* EXERCISE DIRECTIONS
The answer must consist of every line from the data that holds the string "cabin".

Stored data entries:
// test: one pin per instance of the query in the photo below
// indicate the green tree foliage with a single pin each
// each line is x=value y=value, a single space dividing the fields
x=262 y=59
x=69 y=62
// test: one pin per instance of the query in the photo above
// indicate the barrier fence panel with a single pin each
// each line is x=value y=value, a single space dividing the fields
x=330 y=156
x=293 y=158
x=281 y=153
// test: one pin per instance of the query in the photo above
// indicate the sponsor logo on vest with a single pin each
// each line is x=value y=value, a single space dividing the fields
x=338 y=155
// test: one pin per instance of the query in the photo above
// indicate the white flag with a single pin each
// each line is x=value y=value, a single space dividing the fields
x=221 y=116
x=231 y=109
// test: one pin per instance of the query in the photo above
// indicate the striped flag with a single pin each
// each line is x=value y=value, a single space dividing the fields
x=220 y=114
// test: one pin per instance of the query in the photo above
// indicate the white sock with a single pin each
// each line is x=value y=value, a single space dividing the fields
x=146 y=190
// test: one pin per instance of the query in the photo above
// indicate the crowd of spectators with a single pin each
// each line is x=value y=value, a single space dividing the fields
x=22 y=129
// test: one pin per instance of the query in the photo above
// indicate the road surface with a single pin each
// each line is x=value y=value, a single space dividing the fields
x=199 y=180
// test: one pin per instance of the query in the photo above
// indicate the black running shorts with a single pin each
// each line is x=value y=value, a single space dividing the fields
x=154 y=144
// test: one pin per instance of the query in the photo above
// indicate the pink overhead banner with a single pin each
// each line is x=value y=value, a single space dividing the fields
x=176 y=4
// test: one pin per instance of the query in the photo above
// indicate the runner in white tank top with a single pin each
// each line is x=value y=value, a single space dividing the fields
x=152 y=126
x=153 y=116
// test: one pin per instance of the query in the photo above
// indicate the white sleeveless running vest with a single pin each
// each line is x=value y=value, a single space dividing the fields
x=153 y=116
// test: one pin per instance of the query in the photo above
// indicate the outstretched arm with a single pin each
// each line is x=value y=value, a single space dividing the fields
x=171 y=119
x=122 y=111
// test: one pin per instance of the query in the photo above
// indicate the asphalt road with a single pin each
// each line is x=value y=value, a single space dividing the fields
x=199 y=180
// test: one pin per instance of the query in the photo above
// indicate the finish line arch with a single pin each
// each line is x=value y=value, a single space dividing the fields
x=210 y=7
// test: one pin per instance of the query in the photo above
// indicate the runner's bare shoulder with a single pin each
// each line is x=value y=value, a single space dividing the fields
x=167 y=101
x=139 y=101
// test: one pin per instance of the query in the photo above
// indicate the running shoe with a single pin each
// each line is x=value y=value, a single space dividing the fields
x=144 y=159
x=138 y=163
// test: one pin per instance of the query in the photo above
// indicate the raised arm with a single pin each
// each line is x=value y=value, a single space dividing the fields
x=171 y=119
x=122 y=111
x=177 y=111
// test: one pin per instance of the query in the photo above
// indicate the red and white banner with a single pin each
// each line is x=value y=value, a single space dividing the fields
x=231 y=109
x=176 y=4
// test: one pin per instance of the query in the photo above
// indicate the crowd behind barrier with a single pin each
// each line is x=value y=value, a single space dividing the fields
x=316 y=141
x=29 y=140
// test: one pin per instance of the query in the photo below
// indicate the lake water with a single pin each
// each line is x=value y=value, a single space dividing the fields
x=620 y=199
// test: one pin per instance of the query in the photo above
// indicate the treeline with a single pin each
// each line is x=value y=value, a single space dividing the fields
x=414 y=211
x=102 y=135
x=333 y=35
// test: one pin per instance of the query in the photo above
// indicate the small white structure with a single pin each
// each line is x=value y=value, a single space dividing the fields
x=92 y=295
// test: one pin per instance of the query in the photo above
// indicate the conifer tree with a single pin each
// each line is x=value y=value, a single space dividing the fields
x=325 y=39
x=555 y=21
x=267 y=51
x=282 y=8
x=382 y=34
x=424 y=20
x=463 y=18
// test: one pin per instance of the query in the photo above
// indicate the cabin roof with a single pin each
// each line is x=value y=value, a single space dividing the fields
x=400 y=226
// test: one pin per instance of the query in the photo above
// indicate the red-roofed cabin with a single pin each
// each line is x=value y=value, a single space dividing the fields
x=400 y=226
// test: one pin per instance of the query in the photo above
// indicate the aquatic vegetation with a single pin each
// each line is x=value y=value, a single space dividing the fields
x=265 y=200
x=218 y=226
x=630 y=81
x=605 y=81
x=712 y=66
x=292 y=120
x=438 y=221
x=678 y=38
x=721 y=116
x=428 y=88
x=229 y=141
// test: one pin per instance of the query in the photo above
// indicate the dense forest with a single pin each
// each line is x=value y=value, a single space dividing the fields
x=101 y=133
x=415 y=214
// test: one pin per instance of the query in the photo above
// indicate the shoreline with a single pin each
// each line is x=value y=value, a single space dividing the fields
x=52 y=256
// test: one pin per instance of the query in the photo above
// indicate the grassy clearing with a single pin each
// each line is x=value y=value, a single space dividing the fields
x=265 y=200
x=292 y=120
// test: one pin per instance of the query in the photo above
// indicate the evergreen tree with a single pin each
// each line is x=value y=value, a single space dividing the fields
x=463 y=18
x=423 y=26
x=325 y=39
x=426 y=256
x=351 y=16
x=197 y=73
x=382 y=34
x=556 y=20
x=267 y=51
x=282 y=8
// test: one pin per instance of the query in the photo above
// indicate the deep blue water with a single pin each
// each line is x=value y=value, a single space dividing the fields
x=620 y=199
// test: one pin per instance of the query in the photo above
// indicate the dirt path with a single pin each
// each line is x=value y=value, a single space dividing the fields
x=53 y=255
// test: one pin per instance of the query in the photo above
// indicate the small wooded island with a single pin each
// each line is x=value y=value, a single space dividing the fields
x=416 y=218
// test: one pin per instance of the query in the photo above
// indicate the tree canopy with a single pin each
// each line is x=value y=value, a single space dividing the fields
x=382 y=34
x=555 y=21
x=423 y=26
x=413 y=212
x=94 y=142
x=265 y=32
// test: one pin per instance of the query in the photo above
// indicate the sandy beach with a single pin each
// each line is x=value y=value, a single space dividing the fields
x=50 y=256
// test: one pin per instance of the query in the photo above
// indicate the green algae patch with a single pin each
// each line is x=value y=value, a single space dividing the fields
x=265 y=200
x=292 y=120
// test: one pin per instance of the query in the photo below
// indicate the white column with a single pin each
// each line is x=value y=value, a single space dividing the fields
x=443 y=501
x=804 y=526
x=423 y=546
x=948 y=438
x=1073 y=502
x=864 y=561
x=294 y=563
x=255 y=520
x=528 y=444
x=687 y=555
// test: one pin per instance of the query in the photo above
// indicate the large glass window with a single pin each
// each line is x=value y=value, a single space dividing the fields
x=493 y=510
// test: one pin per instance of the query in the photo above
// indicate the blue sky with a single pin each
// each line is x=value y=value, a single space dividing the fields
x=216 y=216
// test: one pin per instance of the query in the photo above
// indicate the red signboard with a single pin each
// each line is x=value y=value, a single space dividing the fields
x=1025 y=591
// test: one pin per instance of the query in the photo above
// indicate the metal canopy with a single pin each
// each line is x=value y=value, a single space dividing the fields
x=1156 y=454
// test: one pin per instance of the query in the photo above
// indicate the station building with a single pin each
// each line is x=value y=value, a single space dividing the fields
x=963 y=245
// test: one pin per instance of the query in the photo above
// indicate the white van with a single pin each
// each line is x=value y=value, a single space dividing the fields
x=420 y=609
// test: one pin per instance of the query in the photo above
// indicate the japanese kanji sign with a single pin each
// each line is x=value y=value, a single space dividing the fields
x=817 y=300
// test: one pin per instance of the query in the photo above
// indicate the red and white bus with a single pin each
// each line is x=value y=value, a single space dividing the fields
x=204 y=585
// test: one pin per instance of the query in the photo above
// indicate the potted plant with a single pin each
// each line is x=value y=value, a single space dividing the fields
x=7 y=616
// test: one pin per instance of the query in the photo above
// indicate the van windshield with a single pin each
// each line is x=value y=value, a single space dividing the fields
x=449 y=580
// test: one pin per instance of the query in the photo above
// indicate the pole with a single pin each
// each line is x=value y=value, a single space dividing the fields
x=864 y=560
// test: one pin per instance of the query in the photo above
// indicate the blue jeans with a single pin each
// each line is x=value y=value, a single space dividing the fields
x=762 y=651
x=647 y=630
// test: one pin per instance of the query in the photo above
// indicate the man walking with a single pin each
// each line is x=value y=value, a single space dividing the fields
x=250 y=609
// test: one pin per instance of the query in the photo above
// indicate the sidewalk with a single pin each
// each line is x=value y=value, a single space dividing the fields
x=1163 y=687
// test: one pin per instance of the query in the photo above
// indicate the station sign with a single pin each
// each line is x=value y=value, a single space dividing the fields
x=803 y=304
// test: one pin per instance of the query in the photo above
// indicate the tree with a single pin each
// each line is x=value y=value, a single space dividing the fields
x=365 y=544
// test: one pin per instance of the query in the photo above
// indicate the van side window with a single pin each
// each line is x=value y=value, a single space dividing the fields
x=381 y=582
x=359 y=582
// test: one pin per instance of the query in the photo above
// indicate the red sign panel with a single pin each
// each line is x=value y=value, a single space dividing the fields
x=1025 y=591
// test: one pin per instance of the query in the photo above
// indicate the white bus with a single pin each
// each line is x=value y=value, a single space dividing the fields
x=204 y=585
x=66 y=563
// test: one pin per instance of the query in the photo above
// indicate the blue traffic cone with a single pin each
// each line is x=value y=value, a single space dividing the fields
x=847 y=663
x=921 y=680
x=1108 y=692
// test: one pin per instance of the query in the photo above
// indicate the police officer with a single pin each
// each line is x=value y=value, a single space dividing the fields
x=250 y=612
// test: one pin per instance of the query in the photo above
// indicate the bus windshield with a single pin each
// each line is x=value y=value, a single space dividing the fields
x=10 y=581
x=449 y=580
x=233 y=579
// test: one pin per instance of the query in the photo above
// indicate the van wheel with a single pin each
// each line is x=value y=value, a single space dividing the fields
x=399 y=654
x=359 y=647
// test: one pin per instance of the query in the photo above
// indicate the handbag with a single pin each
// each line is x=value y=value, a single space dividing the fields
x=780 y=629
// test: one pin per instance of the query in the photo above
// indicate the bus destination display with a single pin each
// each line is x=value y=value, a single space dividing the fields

* OUTPUT FOR THIS EXERCISE
// indicate the cabin roof with a single pin each
// indicate the red-roofed cabin with a single pin each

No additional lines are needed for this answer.